▶ _Document text_
◆ ◆ ◆ ◆

THE BLOG

Domestic Violence: Women Need Psychological Support Not Just Protection

22/12/2015 11:30 GMT | Updated 21/12/2016 10:12 GMT

Earlier in December BBC2 showed a documentary called Love You To Death about domestic violence. It was difficult, powerful and essential viewing, telling the tragic stories of the 86 women who were killed by their male partner or ex-partner in 2013.

Interviews with friends and family brought these women to life - instead of grim statistics, they were shown as mothers, sisters and best friends. Showing a week after the annual 16 Days of Activism on Violence Against Women campaign, it was a chilling reminder of the consequences of domestic violence and how women from all backgrounds can be affected.

I hope that one outcome of the programme was for people to think about the many women experiencing domestic violence today and the support that they need. As the programme told their stories you were often left wondering why these women were unable to seek support and leave their situations. The answer to that is complex but there are usually two key factors involved.

◆ ◆ ◆ ◆

▶ _Dataset_
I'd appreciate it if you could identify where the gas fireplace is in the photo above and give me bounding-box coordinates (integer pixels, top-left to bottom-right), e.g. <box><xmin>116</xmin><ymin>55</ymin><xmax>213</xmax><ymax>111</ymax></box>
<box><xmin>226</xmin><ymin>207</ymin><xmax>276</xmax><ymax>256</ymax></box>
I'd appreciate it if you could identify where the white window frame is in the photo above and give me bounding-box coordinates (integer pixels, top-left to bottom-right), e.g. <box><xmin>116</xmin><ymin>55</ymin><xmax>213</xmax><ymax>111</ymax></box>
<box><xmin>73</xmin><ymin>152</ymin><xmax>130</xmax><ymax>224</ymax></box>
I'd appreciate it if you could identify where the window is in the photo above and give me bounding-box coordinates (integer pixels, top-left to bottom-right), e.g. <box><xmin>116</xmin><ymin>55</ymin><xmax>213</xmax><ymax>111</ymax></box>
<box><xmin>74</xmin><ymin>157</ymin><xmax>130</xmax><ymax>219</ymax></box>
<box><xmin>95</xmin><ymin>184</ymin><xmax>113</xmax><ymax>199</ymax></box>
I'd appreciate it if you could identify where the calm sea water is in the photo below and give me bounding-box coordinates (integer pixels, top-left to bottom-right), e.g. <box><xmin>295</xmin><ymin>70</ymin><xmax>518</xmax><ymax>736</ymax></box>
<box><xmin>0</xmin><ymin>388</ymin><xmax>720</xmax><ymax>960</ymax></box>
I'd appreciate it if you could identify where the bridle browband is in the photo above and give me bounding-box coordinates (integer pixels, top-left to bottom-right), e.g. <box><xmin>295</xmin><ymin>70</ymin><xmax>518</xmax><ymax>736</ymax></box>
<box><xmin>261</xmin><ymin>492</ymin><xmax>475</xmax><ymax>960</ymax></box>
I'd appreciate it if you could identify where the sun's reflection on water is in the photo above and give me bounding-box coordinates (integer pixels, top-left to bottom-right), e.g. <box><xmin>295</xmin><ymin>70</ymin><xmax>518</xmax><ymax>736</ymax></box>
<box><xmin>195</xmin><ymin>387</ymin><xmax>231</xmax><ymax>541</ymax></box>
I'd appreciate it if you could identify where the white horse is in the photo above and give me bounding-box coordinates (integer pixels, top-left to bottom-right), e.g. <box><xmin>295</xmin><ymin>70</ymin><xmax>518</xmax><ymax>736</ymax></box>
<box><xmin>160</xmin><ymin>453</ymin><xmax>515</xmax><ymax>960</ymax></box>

◆ ◆ ◆ ◆

▶ _Required actions_
1. Sum up the blog post on domestic violence in two sentences.
2. According to the blog post on domestic violence, how many women were killed by their male partner or ex-partner in 2013?
3. Please resume the blog post on domestic violence, picking up right after its final sentence.
You can set the records aside; they play no part here.

▶ _List of answers_
1. The blog post discusses Love You To Death, a BBC2 documentary about the 86 women killed by a male partner or ex-partner in 2013, which used interviews with friends and family to show them as mothers, sisters and best friends rather than statistics. The writer hopes the programme leads people to think about women experiencing domestic violence today and the support they need, noting that why such women cannot seek support and leave is complex but usually involves two key factors.

2. 86 women.

3.
Firstly, women may not always recognise what is happening to them - domestic violence can often be something that builds slowly over years - or, even if they do, not feel confident or safe to seek help. Secondly, even when women are in a position to seek help, that help may not be there. There has always been a need to increase support services for women affected by domestic violence and cuts to government funding over recent years has exacerbated this problem.

In terms of the support women need, there are very practical and vital services women need to escape from domestic violence and to protect themselves. Women need safe refuge for both themselves and, where necessary, their children. They also need an understanding and effective police force. One thing that was particularly striking in the BBC documentary was the fact that some of these women were known to the police, they had sought protection but this had fallen short.

However, it is important to remember that that it's not just about escaping physical abuse. Women in these situations also need to recover from the psychological trauma of domestic violence - trauma that can prevent them from regaining the confidence to take back control over their lives.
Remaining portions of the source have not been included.